BEGIN

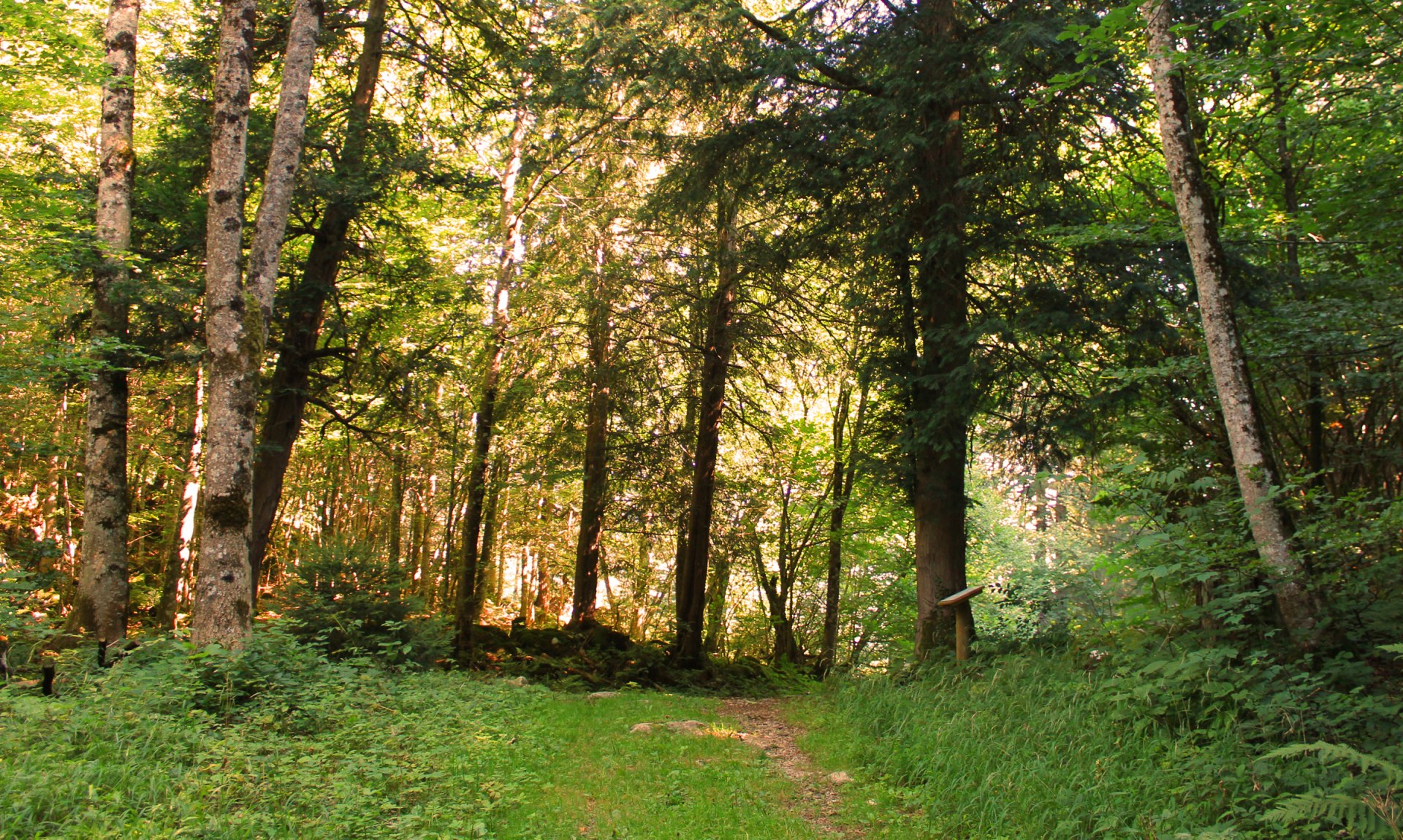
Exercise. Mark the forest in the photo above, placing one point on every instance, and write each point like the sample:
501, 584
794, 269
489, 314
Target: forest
702, 419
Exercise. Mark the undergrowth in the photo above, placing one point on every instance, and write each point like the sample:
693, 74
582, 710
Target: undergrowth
1043, 747
275, 742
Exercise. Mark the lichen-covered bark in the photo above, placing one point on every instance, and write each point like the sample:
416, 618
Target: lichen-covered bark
233, 335
286, 153
942, 399
509, 221
692, 571
596, 466
291, 381
103, 588
1253, 462
178, 554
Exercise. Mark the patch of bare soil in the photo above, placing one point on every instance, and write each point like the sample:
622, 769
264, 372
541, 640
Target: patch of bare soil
764, 725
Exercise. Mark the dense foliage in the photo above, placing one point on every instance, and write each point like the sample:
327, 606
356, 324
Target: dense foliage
661, 343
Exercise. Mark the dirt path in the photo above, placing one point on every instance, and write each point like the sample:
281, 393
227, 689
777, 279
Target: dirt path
764, 725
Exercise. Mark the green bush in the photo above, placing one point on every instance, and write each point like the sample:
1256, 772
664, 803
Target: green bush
355, 605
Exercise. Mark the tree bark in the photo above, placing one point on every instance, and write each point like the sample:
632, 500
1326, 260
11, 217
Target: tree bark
289, 128
306, 302
942, 399
716, 359
103, 585
843, 477
596, 429
1253, 462
233, 326
177, 561
507, 265
489, 574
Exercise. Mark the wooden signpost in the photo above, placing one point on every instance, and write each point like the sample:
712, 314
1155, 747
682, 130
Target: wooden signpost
965, 622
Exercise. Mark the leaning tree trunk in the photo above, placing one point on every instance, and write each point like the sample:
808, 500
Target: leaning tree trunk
716, 358
596, 431
507, 267
1250, 449
940, 393
291, 381
233, 326
843, 477
103, 588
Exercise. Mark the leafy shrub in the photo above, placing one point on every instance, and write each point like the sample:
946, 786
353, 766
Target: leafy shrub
352, 603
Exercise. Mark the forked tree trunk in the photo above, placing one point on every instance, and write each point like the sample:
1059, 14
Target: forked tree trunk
289, 128
509, 221
716, 359
103, 588
177, 561
233, 326
596, 429
291, 381
940, 393
1252, 454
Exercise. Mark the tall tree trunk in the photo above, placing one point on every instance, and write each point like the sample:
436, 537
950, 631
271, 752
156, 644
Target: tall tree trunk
716, 359
489, 576
177, 561
843, 477
1252, 454
103, 588
233, 326
716, 594
289, 128
507, 265
393, 539
302, 323
1291, 204
596, 429
940, 393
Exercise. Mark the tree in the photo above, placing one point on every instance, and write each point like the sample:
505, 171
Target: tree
291, 382
1253, 463
103, 588
224, 606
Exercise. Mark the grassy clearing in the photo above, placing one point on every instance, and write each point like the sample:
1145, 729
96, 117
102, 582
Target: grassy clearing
607, 783
281, 744
1019, 748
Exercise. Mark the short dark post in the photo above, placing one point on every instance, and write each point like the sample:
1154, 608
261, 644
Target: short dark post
965, 625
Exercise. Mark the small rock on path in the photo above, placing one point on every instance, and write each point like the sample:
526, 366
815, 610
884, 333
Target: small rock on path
764, 725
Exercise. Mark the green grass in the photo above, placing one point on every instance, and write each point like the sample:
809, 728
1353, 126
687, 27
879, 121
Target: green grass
607, 783
1019, 748
285, 745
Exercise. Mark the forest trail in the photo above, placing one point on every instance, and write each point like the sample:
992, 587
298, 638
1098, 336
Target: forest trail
765, 727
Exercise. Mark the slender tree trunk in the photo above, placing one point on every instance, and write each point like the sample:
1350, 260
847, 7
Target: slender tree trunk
786, 648
103, 588
393, 539
596, 429
1252, 454
507, 267
177, 561
843, 477
306, 302
487, 571
716, 594
940, 393
289, 128
692, 573
233, 327
1291, 204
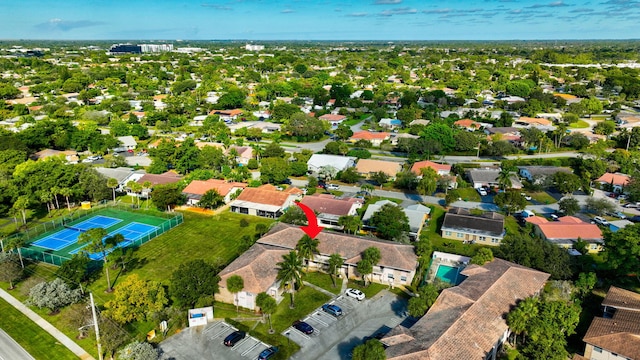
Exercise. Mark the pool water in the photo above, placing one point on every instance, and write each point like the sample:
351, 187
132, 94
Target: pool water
447, 273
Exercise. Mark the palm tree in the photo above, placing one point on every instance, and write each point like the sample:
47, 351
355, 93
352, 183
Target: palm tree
66, 192
147, 185
350, 223
93, 237
290, 272
113, 184
235, 284
335, 264
306, 248
504, 178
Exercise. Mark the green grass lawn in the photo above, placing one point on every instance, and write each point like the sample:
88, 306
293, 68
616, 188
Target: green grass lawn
29, 335
542, 197
580, 124
323, 280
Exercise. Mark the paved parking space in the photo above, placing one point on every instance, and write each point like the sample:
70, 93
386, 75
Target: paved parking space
206, 343
334, 338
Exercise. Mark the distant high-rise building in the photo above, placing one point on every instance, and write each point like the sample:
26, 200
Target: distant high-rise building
253, 47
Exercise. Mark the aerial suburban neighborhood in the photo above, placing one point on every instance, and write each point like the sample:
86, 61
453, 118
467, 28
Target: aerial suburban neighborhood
301, 200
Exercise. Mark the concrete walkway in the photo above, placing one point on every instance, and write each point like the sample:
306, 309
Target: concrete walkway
46, 326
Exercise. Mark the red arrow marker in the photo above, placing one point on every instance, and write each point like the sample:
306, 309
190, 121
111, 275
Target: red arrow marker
312, 230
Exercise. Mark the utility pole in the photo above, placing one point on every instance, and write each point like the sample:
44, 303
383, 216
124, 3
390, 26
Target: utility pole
95, 324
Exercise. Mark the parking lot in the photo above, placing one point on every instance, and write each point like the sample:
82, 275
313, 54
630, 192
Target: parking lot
206, 343
334, 338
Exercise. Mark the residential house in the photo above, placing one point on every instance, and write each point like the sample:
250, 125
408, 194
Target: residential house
417, 215
440, 169
390, 123
566, 231
329, 209
244, 154
616, 334
489, 178
258, 268
538, 174
367, 167
333, 119
467, 124
375, 138
467, 321
485, 229
70, 156
227, 115
264, 201
122, 174
128, 142
194, 191
329, 164
617, 181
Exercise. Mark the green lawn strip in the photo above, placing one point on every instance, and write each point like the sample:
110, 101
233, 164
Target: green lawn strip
370, 290
580, 124
542, 197
39, 343
306, 300
323, 280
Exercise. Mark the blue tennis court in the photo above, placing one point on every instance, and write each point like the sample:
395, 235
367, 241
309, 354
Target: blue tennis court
66, 237
131, 232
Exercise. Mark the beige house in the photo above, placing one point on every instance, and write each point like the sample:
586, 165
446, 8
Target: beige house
486, 229
467, 321
258, 268
615, 335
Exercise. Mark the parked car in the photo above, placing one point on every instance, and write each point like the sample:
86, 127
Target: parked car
355, 293
234, 337
600, 221
303, 327
332, 309
268, 353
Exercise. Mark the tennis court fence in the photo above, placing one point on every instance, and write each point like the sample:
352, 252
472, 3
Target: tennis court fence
44, 255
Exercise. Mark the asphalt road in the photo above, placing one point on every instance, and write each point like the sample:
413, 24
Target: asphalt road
11, 350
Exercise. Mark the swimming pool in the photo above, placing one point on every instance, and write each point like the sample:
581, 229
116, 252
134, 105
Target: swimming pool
448, 273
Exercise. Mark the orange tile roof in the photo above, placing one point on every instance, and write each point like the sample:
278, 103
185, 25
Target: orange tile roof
199, 187
264, 196
332, 117
368, 135
367, 166
430, 164
467, 123
615, 179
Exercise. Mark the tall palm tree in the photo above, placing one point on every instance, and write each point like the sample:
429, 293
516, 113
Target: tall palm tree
504, 178
290, 272
335, 264
306, 248
113, 184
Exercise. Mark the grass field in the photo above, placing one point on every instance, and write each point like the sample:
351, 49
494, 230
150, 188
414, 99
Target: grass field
30, 336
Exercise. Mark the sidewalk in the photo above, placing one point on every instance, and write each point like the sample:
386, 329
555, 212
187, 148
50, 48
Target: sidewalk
44, 324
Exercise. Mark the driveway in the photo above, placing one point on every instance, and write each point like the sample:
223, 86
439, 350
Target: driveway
205, 342
335, 338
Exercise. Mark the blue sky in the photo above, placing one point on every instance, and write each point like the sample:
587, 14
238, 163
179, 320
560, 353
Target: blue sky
319, 20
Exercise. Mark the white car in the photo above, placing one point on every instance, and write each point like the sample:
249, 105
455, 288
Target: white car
355, 293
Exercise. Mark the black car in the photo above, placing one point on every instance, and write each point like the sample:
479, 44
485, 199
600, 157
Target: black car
303, 327
234, 337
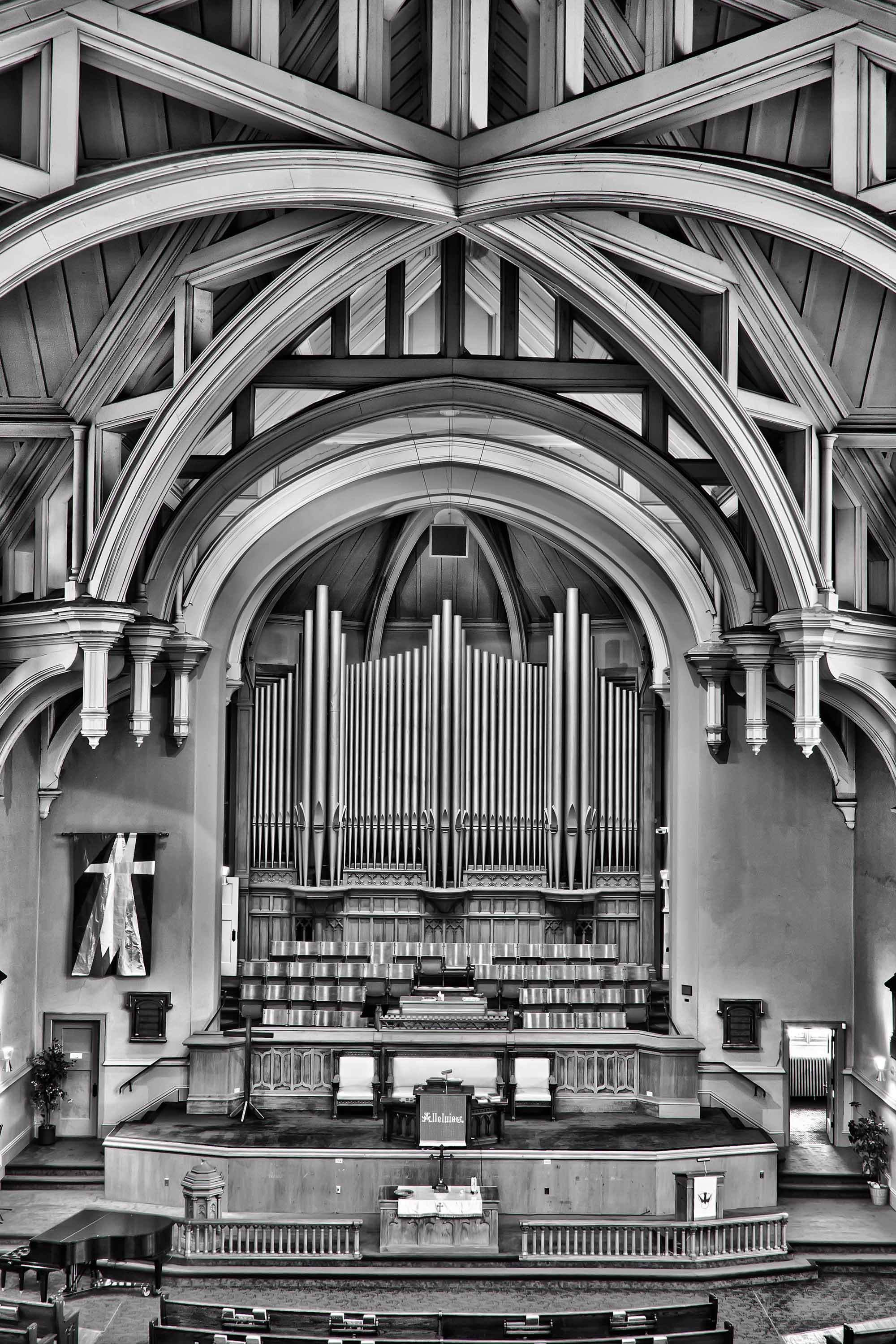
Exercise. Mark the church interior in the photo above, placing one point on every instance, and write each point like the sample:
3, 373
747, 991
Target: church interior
448, 669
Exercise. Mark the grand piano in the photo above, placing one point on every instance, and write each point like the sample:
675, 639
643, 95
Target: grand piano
80, 1241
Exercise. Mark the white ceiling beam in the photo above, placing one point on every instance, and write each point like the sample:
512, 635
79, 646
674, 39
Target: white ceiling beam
759, 66
618, 52
655, 253
254, 252
237, 86
774, 323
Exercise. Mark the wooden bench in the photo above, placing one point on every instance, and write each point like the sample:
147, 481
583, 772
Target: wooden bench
357, 1082
160, 1334
532, 1085
18, 1262
50, 1319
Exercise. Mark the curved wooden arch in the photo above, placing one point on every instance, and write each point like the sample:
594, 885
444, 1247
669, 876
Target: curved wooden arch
603, 292
569, 420
292, 303
628, 544
843, 772
400, 557
172, 187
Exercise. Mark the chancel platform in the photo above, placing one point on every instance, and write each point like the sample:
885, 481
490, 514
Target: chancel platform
609, 1163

END

### Assigned task
Beginning with the first entry above, reproduce every line verbatim until the line with "Exercise. Mark the undergrowth", which is included too; omit pictures.

### Finished exercise
Exercise. Mark the forest in the photo above, placing one point on every instance, and write each point like the sample:
501, 584
794, 269
489, 314
Target: forest
702, 419
Exercise. Mark the undergrowth in the photo above, placing one point on every instance, and write each point like the sample:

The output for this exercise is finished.